## WORK TO BE COMPLETED
In the study on the Mediterranean diet and diabetes, how many participants took part and how long were they followed up?

## SOURCE TEXT
((
A new study from Spain attempts to assess the relation between adherence to a Mediterranean diet and the incidence of diabetes among initially healthy participants. Estimates of relative risk were adjusted for sex, age, years of university education, total energy intake, body mass index, physical activity, sedentary habits, smoking, family history of diabetes, and personal history of hypertension. Participants were 13,380 Spanish university graduates without diabetes at baseline who were followed up for 4.4 years.
The Dietary habits were assessed at baseline with a validated 136 item food frequency questionnaire (such as legumes, olive oil, dairy, red meat, alcohol intake) which was scored on a nine point index. New cases of diabetes confirmed through medical reports and an additional detailed questionnaire posted to those who self reported a new diagnosis of diabetes by a doctor during follow-up. There were 33 confirmed cases of type 2 diabetes.
The study found that participants who adhered closely to a Mediterranean diet had a lower risk of diabetes. The incidence rate ratios adjusted for sex and age were 0.41 (95% confidence interval 0.19 to 0.87) for those with moderate adherence (score 3-6) and 0.17 (0.04 to 0.75) for those with the highest adherence (score 7-9) compared with those with low adherence (score <3). In the fully adjusted analyses the results were similar. A two point increase in the score was associated with a 35% relative reduction in the risk of diabetes (incidence rate ratio 0.65, 0.44 to 0.95), ie even adhering to a few elements of the Mediterranean diet reduces the risk of late onset diabetes.
))
## MATERIAL SUPPLIED
((
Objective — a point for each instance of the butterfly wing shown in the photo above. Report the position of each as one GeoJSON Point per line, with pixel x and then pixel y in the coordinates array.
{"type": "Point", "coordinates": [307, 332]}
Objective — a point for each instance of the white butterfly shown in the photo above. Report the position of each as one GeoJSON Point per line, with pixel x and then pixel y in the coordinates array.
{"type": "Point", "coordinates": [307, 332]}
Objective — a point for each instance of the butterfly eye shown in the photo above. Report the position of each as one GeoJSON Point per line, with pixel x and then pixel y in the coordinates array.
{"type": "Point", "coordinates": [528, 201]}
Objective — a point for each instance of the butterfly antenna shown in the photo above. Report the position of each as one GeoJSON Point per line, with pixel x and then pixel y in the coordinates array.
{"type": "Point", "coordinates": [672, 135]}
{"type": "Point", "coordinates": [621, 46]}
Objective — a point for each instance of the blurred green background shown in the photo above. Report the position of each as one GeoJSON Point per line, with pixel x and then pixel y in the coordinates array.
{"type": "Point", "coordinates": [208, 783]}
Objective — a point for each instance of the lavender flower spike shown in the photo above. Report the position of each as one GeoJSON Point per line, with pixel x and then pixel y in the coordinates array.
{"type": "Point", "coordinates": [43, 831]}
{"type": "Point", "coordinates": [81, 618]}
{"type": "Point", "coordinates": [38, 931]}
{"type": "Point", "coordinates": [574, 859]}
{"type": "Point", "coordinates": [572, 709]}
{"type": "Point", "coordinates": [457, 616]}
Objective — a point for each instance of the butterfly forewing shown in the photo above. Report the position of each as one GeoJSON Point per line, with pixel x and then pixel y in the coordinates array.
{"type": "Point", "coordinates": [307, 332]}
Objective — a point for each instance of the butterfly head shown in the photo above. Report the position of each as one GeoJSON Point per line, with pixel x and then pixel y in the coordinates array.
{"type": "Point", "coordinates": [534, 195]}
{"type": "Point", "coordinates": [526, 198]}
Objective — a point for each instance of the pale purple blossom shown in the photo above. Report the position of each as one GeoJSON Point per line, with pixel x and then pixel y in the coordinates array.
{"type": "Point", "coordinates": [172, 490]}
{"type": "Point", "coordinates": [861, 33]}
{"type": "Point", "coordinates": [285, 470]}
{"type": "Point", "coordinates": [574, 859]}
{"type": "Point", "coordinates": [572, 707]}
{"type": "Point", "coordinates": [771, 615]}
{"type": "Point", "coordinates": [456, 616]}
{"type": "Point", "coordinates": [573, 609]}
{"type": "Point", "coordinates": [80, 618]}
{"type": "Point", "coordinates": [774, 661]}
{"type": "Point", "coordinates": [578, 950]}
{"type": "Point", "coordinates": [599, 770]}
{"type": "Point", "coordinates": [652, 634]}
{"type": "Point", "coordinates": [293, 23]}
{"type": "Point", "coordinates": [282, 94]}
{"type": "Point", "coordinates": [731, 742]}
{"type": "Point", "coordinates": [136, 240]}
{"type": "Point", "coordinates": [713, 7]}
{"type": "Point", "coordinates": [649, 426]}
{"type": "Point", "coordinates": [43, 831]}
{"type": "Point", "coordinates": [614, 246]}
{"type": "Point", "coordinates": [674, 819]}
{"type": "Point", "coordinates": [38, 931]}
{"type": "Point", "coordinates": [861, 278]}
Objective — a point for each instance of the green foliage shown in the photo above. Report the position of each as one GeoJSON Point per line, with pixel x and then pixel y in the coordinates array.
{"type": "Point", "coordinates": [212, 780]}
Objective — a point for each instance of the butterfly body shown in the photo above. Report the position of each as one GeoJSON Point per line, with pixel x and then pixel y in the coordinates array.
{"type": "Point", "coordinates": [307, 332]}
))
## SOLUTION FOR THIS TASK
13,380 Spanish university graduates were followed up for 4.4 years.